#### READING TEXT:
PowerFill Sub-Phase 6e — Async Runs + Audit + Concurrency + Phase 6 Completion

Date: 2026-04-19 Agent: PSSaaS Systems Architect (Opus 4.7 High Thinking) Scope: Convert POST /api/powerfill/run to async (202 + run_id + Location header; background worker); add pfill_run_history audit table with BR-8 filtered unique index + BR-9 cleanup + Q3 Option B input_loan_ids_json + Q7 Option B failure_step/failure_message + Phase 6e response_json; add GET /runs, GET /runs/{run_id}, POST /runs/{run_id}/cancel; ship the canonical Phase 6 completion sentinel phase-6e-async-runs-ready.

Why

Phase 6e is the final Phase 6 sub-phase. The PowerFill spec (§Run Execution Model) requires asynchronous runs; sub-phases 6a-6d shipped a synchronous best-effort surface so the orchestration was independently verifiable before adding the async runtime. 6e converts the surface to true async, adds the pfill_run_history audit table per spec §Audit Trail, enforces BR-8 single-active-run-per-tenant via a SQL filtered unique index, implements BR-9 failure-state cleanup, and ships the canonical Phase 6 completion sentinel.

After 6e ships, Phase 6 (Core Allocation Engine) is COMPLETE and Phase 7 (Reports / recap query APIs) becomes available.

What Was Done

SQL artifact (1 new file)

Dataset excerpt:
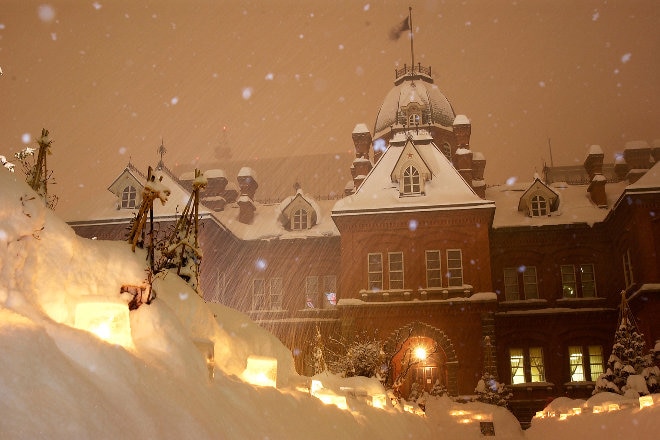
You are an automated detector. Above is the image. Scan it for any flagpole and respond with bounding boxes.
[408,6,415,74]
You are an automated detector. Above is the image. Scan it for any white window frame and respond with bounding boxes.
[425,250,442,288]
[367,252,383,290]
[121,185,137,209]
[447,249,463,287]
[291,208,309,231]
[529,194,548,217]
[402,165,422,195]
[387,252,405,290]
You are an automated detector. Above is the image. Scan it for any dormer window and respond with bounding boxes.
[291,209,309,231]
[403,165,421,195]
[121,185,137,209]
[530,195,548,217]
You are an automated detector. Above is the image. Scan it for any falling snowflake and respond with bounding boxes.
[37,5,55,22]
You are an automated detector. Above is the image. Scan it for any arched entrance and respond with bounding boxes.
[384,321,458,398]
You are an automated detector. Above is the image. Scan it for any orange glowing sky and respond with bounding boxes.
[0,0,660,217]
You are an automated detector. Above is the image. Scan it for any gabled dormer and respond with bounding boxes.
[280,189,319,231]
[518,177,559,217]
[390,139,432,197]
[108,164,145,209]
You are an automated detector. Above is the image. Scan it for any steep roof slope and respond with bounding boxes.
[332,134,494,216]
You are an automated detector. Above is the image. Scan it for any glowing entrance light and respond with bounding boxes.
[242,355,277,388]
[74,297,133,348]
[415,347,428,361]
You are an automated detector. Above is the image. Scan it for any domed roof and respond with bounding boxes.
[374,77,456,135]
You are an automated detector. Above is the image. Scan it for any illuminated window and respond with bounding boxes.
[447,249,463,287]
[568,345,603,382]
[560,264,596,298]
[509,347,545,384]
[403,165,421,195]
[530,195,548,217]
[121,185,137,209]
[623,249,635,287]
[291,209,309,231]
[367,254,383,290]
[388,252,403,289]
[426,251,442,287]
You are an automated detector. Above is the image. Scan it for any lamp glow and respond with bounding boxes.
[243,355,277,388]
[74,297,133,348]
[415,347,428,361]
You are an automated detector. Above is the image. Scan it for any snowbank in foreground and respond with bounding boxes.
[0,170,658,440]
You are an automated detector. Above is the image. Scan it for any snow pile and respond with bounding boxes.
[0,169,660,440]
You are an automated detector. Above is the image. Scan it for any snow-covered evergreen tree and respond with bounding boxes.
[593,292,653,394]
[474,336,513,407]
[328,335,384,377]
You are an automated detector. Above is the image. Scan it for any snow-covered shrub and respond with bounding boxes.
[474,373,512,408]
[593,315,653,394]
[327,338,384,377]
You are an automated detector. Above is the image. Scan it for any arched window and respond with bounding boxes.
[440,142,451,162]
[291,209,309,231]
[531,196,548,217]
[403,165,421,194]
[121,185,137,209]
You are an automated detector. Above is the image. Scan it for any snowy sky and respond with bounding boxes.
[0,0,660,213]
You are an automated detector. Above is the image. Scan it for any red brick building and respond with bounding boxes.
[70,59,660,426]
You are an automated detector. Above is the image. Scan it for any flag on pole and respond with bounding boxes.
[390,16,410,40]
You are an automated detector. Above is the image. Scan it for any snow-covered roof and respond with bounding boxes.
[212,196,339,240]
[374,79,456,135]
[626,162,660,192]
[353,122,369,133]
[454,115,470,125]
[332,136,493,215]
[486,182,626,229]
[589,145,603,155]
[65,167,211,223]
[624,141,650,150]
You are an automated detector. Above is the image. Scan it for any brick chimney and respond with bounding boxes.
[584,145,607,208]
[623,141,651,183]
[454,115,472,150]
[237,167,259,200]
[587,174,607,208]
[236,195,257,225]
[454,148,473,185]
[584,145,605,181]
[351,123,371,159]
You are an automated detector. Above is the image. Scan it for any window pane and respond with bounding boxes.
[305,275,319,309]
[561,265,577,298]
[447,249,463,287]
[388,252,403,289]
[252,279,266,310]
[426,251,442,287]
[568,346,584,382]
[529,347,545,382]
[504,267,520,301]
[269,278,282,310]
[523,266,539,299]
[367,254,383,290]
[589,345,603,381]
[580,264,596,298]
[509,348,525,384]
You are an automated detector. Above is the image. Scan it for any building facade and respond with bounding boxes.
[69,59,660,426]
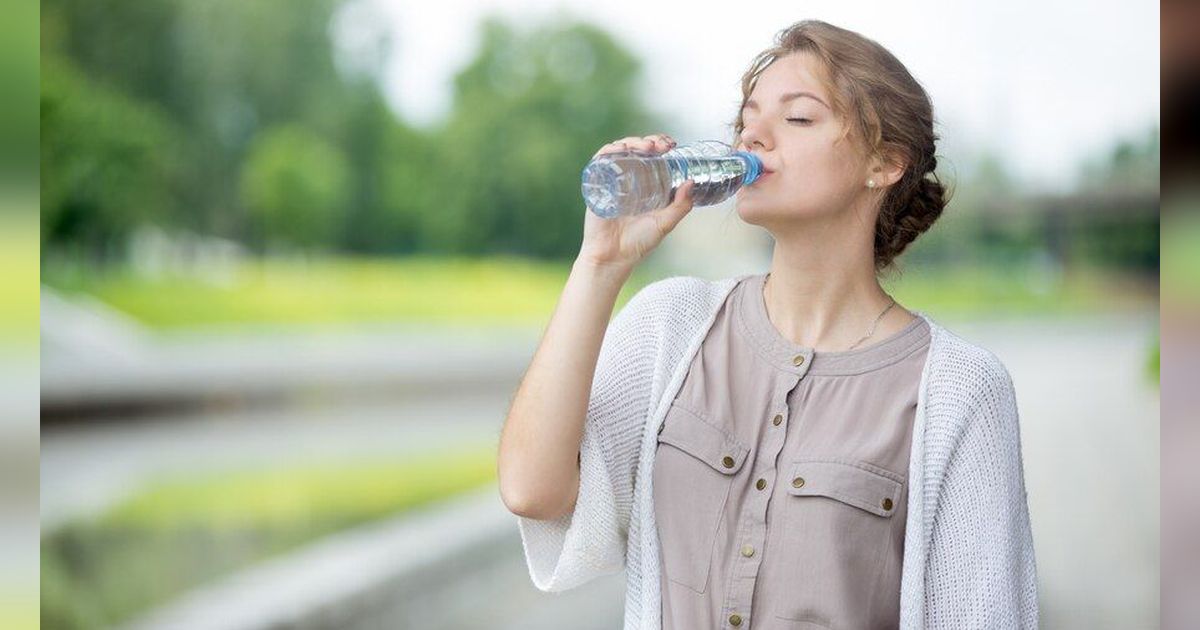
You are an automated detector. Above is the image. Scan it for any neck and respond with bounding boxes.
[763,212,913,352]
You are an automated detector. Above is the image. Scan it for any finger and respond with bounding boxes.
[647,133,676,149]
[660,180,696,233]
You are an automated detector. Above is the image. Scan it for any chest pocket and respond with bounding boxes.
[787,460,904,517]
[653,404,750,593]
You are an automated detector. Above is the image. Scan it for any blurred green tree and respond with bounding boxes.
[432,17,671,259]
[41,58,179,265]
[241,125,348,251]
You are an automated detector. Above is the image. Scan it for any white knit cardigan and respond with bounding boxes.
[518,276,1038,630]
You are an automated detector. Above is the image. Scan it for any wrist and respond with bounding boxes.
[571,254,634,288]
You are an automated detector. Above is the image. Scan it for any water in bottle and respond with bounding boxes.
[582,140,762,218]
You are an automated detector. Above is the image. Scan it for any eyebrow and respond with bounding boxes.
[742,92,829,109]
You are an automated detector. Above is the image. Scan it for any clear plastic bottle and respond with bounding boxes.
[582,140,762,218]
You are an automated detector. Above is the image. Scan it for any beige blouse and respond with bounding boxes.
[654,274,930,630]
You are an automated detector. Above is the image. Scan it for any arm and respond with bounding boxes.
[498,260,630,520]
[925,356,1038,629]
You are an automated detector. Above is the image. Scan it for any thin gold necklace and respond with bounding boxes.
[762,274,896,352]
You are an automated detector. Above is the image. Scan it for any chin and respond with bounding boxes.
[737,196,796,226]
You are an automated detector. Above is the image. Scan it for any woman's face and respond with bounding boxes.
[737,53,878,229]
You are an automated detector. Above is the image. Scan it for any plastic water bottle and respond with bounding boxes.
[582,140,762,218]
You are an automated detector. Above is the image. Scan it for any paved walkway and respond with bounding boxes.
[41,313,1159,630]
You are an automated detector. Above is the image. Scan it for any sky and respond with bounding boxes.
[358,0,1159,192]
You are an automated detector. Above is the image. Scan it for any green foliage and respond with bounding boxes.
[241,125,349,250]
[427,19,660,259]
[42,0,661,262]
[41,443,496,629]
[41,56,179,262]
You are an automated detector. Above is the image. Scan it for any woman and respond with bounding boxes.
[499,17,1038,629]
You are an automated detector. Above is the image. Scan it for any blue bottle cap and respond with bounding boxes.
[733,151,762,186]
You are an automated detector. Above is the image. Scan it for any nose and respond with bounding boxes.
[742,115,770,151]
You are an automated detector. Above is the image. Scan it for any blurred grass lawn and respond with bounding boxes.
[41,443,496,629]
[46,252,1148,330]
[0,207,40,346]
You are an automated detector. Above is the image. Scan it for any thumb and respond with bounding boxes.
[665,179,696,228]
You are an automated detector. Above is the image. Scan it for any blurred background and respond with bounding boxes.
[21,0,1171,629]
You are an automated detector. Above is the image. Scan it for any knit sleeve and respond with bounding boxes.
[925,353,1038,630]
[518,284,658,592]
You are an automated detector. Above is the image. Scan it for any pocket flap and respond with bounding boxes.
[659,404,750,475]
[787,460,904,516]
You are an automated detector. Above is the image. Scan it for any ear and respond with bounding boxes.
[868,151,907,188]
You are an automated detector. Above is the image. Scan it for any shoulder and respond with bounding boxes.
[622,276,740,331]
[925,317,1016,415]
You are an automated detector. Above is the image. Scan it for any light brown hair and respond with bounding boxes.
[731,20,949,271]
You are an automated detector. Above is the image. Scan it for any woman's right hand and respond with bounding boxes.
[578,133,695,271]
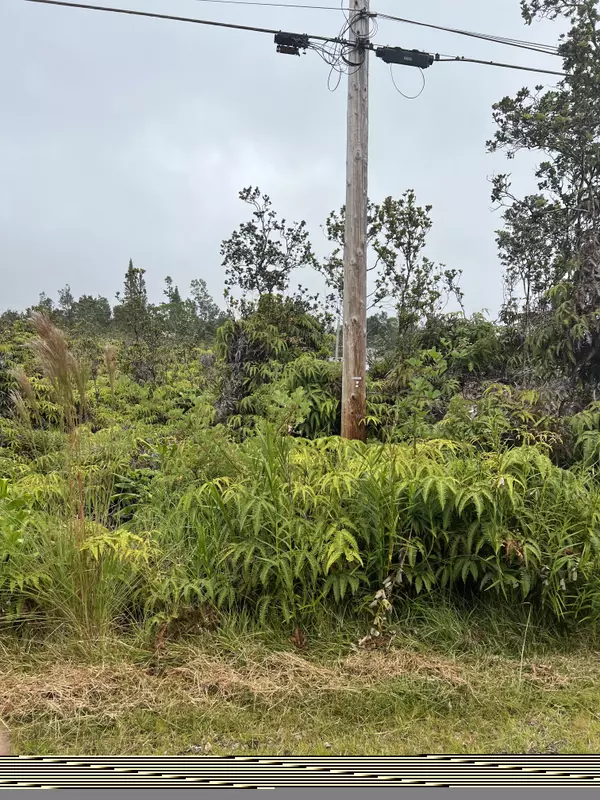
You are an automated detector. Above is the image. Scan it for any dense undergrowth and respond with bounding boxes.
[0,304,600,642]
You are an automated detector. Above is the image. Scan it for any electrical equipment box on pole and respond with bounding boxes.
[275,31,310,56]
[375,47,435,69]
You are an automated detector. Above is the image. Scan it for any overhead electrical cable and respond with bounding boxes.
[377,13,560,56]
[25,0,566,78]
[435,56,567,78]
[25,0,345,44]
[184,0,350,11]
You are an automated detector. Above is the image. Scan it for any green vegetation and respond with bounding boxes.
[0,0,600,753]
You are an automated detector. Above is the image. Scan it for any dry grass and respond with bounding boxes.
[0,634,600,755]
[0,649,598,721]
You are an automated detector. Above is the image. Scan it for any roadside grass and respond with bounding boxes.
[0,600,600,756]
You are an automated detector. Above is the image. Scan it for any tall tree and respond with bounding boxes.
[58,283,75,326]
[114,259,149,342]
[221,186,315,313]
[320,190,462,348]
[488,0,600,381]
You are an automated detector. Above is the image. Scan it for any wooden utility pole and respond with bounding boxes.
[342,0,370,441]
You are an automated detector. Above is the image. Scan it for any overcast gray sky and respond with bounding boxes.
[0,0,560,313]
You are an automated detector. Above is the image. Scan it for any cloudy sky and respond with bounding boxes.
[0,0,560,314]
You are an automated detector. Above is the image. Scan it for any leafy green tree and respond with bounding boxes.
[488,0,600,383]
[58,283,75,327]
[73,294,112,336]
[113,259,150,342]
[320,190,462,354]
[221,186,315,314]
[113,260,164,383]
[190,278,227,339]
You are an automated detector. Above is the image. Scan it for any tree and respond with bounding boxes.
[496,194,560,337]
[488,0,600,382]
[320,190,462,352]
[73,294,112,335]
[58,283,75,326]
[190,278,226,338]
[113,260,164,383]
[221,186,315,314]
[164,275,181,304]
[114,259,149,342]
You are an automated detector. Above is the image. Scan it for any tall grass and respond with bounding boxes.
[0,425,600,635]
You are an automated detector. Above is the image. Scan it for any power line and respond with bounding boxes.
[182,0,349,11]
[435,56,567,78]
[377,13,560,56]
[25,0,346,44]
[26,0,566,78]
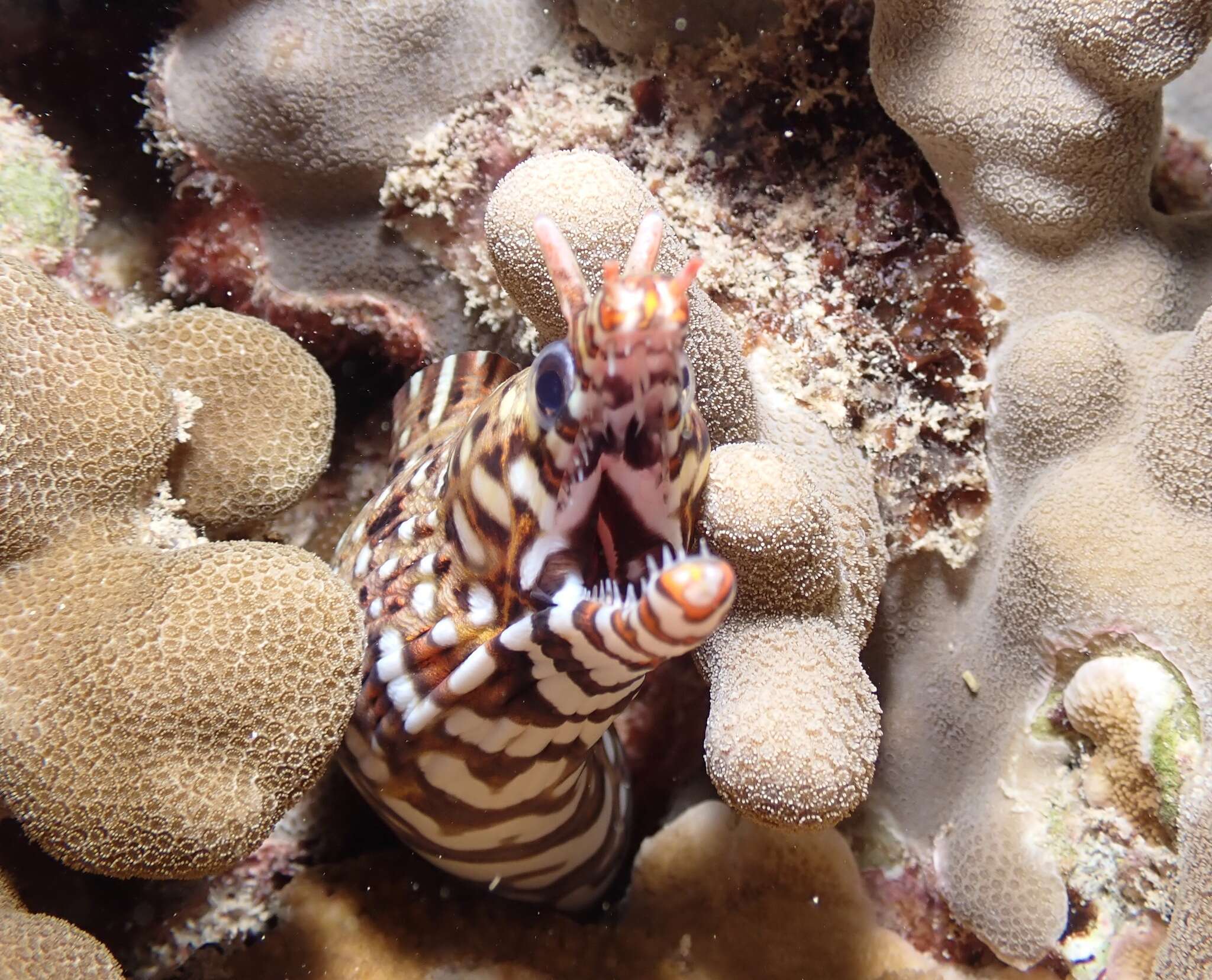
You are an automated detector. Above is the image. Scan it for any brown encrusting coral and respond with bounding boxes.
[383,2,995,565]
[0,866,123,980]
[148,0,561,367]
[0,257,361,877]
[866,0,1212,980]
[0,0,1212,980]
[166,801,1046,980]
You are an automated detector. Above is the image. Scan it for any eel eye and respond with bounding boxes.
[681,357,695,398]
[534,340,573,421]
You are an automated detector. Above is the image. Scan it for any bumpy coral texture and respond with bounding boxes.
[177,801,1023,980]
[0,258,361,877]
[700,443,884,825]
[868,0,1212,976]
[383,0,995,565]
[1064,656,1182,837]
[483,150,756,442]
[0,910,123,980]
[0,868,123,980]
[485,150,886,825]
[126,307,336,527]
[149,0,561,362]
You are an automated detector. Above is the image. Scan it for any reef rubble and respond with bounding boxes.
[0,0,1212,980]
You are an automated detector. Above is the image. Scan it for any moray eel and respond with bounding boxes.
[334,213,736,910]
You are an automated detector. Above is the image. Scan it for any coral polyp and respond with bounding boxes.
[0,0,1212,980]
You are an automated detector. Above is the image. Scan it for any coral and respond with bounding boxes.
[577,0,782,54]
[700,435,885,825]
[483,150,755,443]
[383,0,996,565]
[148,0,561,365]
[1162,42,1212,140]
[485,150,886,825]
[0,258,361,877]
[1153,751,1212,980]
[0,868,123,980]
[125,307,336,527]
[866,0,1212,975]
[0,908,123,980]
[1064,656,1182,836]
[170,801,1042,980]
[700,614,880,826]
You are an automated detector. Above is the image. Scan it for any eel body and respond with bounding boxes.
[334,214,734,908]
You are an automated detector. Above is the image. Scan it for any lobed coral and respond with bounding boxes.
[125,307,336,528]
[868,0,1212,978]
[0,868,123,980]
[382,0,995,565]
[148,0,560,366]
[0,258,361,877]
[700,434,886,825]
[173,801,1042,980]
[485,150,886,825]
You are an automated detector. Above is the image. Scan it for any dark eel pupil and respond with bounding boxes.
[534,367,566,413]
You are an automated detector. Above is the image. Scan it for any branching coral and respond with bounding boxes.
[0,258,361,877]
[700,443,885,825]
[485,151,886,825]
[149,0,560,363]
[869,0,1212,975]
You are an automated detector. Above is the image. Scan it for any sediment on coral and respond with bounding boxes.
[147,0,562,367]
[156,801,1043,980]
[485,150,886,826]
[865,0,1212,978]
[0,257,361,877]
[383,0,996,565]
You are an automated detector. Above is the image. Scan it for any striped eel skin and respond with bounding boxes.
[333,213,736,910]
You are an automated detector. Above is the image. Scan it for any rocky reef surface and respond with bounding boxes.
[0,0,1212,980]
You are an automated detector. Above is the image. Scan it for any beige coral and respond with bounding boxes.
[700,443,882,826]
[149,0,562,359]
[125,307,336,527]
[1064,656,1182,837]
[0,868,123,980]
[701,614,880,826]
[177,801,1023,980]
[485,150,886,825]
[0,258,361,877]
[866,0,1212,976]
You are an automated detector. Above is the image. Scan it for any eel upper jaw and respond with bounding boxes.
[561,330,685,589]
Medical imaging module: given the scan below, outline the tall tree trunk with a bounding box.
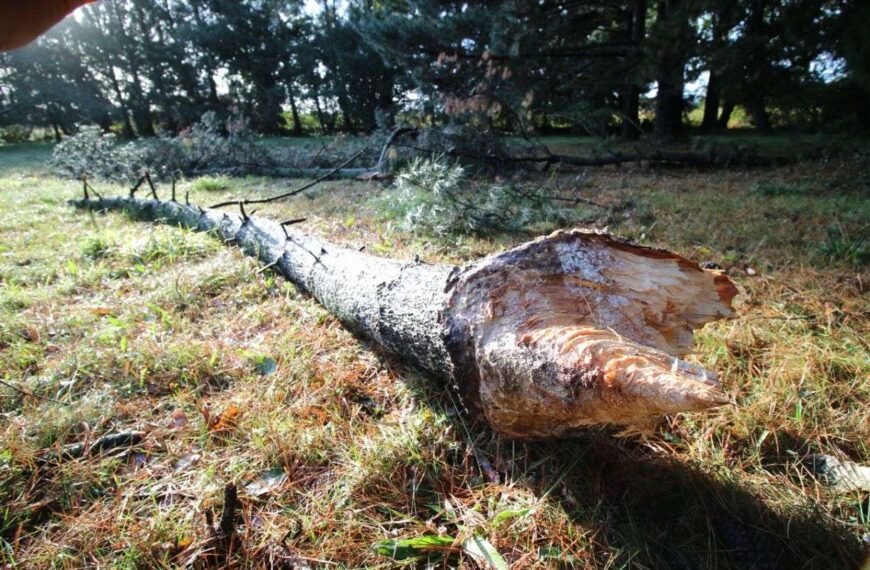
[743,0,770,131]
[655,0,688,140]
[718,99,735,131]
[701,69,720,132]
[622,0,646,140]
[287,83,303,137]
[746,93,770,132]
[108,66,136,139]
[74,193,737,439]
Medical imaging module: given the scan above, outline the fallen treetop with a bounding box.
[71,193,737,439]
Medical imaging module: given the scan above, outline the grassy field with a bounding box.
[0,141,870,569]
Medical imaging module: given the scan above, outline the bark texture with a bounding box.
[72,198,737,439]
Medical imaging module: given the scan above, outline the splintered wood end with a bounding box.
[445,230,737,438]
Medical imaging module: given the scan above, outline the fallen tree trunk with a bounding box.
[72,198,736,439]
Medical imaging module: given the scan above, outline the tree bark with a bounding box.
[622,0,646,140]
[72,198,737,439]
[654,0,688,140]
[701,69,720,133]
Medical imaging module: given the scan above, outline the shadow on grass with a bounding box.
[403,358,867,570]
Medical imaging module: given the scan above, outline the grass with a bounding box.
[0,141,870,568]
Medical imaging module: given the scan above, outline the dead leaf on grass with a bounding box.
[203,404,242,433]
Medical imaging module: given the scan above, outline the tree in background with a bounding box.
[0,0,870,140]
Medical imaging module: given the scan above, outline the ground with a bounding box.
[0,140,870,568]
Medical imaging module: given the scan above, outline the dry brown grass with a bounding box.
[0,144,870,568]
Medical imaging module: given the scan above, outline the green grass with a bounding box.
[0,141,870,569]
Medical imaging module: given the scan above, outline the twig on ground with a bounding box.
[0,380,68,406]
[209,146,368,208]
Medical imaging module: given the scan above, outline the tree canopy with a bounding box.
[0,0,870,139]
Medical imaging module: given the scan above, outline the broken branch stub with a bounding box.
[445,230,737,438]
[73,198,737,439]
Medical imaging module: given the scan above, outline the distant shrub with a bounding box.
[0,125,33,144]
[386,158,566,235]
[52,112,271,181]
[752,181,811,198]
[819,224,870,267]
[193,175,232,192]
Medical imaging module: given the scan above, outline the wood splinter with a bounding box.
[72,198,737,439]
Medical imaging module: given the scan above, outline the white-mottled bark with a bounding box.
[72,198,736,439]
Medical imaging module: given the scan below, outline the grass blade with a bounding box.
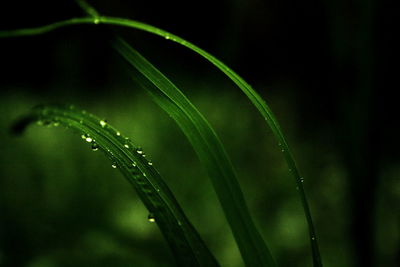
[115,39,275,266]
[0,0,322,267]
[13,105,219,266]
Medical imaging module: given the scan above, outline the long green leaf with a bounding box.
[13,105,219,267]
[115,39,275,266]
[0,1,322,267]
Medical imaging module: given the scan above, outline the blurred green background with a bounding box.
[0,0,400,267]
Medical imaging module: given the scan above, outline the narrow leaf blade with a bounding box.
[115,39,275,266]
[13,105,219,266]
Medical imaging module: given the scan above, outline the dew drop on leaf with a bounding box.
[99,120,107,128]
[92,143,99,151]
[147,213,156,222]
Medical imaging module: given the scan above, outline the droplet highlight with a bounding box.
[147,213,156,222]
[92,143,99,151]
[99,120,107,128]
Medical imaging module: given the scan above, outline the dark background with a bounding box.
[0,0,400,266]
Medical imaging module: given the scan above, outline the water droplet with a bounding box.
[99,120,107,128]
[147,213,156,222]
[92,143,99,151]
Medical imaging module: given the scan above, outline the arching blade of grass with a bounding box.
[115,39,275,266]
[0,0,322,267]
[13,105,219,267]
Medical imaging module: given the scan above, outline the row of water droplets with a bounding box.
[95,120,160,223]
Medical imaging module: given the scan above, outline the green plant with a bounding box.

#### REQUIRED WORK:
Please continue the PowerFill Sub-Phase 6e notes from the point where they stop, starting after the "SQL artifact (1 new file)" heading.

#### OUTPUT:
012_CreatePfillRunHistoryTable.sql (104 lines) — pfill_run_history table (14 cols: 11 spec canonical + Q3 Option B input_loan_ids_json + Q7 Option B failure_step + failure_message + Phase 6e response_json); filtered unique index ux_pfill_run_history_tenant_active (BR-8); cursor pagination index ix_pfill_run_history_tenant_started_at; idempotent guards + PRINT-in-guards (A32) + A50 SET preamble.

EF Core entity (1 new file)

PowerFillRunHistory.cs — 14 cols, PK (RunId UUID). Registered in PowerFillModule.RegisterEntities. PowerFill-owned table count: 22 → 23.

Service classes (5 new files)

IRunProgressSink.cs — interface + NoopRunProgressSink for the orchestrator's per-step status-transition callback.
PowerFillRunCancelRegistry.cs — process-singleton ConcurrentDictionary<Guid, CancellationTokenSource>.
PowerFillRunQueue.cs — bounded Channel<RunJob> (capacity 64, 2s enqueue timeout → 503 on saturation) + RunJob immutable record carrying captured tenant identity.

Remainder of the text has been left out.